_Given task_:
Restate the complete material exactly.

Items from a labeling collection
▼▼▼

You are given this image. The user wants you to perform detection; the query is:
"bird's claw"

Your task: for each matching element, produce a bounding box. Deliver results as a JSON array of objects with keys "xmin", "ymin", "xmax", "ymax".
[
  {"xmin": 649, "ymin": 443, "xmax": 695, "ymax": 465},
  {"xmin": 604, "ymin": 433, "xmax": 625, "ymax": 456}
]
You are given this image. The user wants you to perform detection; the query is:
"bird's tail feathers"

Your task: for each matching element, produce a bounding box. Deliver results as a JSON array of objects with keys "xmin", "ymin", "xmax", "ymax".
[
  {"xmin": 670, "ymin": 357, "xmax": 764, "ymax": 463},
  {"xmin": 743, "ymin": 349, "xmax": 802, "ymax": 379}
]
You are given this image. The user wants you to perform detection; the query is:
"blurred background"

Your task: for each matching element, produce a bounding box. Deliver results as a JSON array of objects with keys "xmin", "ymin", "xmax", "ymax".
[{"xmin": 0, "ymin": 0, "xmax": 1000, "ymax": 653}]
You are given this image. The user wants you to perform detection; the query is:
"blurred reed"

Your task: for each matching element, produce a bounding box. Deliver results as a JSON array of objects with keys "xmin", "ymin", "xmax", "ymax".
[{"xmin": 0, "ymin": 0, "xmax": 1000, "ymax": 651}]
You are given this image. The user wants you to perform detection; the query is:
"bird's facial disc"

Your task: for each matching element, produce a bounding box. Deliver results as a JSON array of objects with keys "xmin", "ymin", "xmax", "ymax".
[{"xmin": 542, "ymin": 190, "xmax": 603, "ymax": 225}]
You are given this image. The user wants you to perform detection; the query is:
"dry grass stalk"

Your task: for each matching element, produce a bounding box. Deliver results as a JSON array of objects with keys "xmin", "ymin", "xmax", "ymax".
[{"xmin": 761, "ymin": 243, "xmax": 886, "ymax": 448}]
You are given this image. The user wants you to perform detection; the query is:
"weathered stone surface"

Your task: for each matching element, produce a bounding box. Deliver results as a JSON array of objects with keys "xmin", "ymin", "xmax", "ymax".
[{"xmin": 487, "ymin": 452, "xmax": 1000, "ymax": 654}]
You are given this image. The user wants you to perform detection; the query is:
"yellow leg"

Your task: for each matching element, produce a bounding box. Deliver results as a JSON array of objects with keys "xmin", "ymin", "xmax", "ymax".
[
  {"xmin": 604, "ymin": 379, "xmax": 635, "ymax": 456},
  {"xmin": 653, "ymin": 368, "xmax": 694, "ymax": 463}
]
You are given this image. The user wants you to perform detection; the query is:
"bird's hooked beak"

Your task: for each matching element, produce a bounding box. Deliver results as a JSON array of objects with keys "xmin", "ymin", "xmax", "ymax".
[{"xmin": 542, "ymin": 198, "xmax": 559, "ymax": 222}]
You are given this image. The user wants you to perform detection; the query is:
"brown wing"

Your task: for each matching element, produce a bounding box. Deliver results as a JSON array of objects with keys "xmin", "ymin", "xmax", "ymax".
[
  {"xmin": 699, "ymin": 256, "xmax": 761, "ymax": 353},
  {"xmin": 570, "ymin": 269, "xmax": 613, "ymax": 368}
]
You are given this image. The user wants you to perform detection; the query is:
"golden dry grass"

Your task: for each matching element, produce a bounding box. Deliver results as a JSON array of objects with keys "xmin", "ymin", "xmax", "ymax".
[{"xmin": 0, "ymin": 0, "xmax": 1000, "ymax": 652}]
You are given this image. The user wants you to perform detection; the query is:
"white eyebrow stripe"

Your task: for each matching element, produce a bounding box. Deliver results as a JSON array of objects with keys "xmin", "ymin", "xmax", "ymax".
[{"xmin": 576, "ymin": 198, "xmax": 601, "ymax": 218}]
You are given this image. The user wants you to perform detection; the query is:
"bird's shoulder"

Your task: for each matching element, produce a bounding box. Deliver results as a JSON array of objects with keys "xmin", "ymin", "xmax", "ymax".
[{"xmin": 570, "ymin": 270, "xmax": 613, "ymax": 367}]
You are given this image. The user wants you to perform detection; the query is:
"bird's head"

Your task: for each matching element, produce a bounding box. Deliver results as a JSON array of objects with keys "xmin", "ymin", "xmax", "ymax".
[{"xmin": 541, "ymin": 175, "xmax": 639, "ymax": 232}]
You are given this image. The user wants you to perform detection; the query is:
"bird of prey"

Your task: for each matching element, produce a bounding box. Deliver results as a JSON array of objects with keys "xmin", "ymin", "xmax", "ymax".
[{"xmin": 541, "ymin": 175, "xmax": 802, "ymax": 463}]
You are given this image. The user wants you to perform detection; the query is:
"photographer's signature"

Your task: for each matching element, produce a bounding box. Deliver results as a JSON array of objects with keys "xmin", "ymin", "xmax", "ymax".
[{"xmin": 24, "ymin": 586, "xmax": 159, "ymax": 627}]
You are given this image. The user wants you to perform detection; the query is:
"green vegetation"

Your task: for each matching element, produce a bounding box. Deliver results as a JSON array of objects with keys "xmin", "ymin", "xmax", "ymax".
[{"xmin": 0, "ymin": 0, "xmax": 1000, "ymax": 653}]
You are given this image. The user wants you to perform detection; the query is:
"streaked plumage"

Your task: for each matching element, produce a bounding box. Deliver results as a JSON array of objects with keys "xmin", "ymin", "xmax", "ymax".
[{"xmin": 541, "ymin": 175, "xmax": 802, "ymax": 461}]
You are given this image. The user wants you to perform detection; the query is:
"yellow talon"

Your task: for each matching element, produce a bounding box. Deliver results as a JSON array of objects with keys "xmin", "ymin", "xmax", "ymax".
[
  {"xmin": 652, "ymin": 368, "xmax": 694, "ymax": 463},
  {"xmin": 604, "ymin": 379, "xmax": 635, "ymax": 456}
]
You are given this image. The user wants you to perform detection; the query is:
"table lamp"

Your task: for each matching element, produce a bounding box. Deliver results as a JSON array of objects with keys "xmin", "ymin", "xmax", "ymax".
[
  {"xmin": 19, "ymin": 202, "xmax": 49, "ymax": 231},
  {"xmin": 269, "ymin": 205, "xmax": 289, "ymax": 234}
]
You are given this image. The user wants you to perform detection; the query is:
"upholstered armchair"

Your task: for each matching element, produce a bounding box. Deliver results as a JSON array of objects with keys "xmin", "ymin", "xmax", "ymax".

▲▲▲

_Output for this exercise_:
You are given this image. The user wants you to perform detection; the query is:
"bird's claw"

Your task: for each matching element, produce a bounding box. Deliver results as a JSON array of objects with keys "xmin", "ymin", "xmax", "ymax".
[
  {"xmin": 649, "ymin": 443, "xmax": 695, "ymax": 465},
  {"xmin": 604, "ymin": 433, "xmax": 625, "ymax": 456}
]
You are given this image. The user wants you to perform detection; the query is:
"bird's tail feathers"

Your task: for each matching element, produce a bounding box. Deliver results as a JSON array of objects with keys "xmin", "ymin", "xmax", "ymax".
[
  {"xmin": 670, "ymin": 357, "xmax": 764, "ymax": 463},
  {"xmin": 743, "ymin": 349, "xmax": 802, "ymax": 379}
]
You are given this image. The user wants you to perform detection; the query is:
"blurred background"

Your task: for each matching element, produce a bounding box. Deliver results as a JSON array of objects with keys "xmin", "ymin", "xmax", "ymax".
[{"xmin": 0, "ymin": 0, "xmax": 1000, "ymax": 653}]
You are given this image. The user wants you to perform detection; the query is:
"blurred reed"

Your task: for each matching element, produce a bounding box. Deliver results as a JSON array of objects with keys "xmin", "ymin", "xmax", "ymax".
[{"xmin": 0, "ymin": 0, "xmax": 1000, "ymax": 651}]
You are given this image. The user wants you to perform detection; the query is:
"bird's facial disc"

Your task: for each matching element, produce a bounding box. Deliver results as a JSON array of objects with keys "xmin", "ymin", "xmax", "ymax".
[{"xmin": 542, "ymin": 190, "xmax": 603, "ymax": 225}]
You are given this image. The user wants you to perform detection; the query is:
"dry grass stalk"

Your task: for each matching element, produce a bounding box. Deliver results as a JSON array of objects with keys "xmin", "ymin", "xmax", "ymax".
[{"xmin": 761, "ymin": 243, "xmax": 886, "ymax": 448}]
You are given this image. The user wants you to perform detection; the query is:
"weathered stone surface"

Your task: for each matching element, produce a bounding box. Deliver results as a JSON array of objects with keys "xmin", "ymin", "xmax", "ymax".
[{"xmin": 487, "ymin": 452, "xmax": 1000, "ymax": 654}]
You are given this image. The user wants you to perform detection; the query is:
"yellow leg"

Your task: for each matching element, produce a bounding box. Deliver results as a JSON array of objects with keys "xmin", "ymin", "xmax", "ymax".
[
  {"xmin": 604, "ymin": 379, "xmax": 635, "ymax": 456},
  {"xmin": 653, "ymin": 368, "xmax": 694, "ymax": 463}
]
You are given this image. The user wants you to perform detection; the query is:
"bird's hooked beak"

Your task: for each matching element, produce a bounding box. Deliver results as a JSON array of objects with keys "xmin", "ymin", "xmax", "ymax".
[{"xmin": 542, "ymin": 198, "xmax": 559, "ymax": 222}]
You are given this image. The user wants you to perform detection; the query is:
"brown wing"

Your task: for each matching element, produce a bounding box. Deliver results as a JSON array of objects with keys "xmin", "ymin", "xmax", "ymax".
[
  {"xmin": 699, "ymin": 256, "xmax": 761, "ymax": 353},
  {"xmin": 570, "ymin": 269, "xmax": 613, "ymax": 368}
]
You are given this image. The user wants you to perform detection; the query is:
"golden dry grass"

Your task: for each matching element, produce a bounding box. Deliver results as a JSON array of objects with keys "xmin", "ymin", "xmax", "ymax".
[{"xmin": 0, "ymin": 0, "xmax": 1000, "ymax": 652}]
You are given this image. The user wants you to perform detection; the query is:
"white eyebrow stripe"

Your task: for each matching element, produce a bounding box. Deliver results as a JSON array of objects with keys "xmin", "ymin", "xmax", "ymax".
[{"xmin": 576, "ymin": 198, "xmax": 601, "ymax": 218}]
You are given this image. The user wants you to perform detection; the query is:
"bird's shoulder"

Your task: for each matching element, produce a bounding box. Deliver results as a JSON array of objects with keys "xmin", "ymin", "xmax", "ymax".
[{"xmin": 570, "ymin": 270, "xmax": 613, "ymax": 367}]
You are given this image. The user wants you to perform detection; the query is:
"bird's head"

Your task: for each matching element, produce a bounding box. Deliver results as a JSON array of objects with keys "xmin", "ymin", "xmax", "ymax".
[{"xmin": 541, "ymin": 175, "xmax": 639, "ymax": 232}]
You are given this image. The user wants you to perform detection; the query is:
"bird of prey"

Your task: for each matching element, produce a bounding box. Deliver results as a JSON array of objects with keys "xmin", "ymin", "xmax", "ymax".
[{"xmin": 541, "ymin": 175, "xmax": 802, "ymax": 463}]
You are given this image. The user wants you to perform detection; the query is:
"photographer's signature"

Your task: for each matching element, produce a bounding box. Deliver results as a JSON array of objects with keys "xmin", "ymin", "xmax", "ymax".
[{"xmin": 24, "ymin": 586, "xmax": 159, "ymax": 627}]
You are given this image. The user wants you to perform detection; the query is:
"green vegetation"

Your task: for each matching element, produce a bounding box. Deliver results as a JSON array of objects with keys "xmin", "ymin", "xmax", "ymax".
[{"xmin": 0, "ymin": 0, "xmax": 1000, "ymax": 653}]
You are given this image. The user wants you to perform detection; the query is:
"streaked plumage"

Your task: for each matching element, produce a bounding box. Deliver results as a JSON array of objects with keys "xmin", "ymin", "xmax", "ymax".
[{"xmin": 541, "ymin": 175, "xmax": 802, "ymax": 461}]
You are given this image. The user wants you to perform detection; the query is:
"yellow talon"

Your task: for each matching element, produce a bounding box. Deliver results as a JSON array of objects with keys "xmin", "ymin", "xmax", "ymax".
[
  {"xmin": 652, "ymin": 368, "xmax": 694, "ymax": 463},
  {"xmin": 604, "ymin": 379, "xmax": 635, "ymax": 456}
]
You are given this image. The user wants you to perform detection; the query is:
"table lamp"

Your task: for each matching element, produce a bounding box. Deliver results as a JSON array of objects with keys "xmin", "ymin", "xmax", "ymax".
[
  {"xmin": 19, "ymin": 202, "xmax": 49, "ymax": 231},
  {"xmin": 269, "ymin": 205, "xmax": 289, "ymax": 234}
]
You are given this image. The user wants you to perform detection; the query is:
"upholstered armchair"

Your task: for each matching element, produce a bounding box. Deliver results as a JSON array of objects with keys "xmin", "ymin", "xmax", "ymax".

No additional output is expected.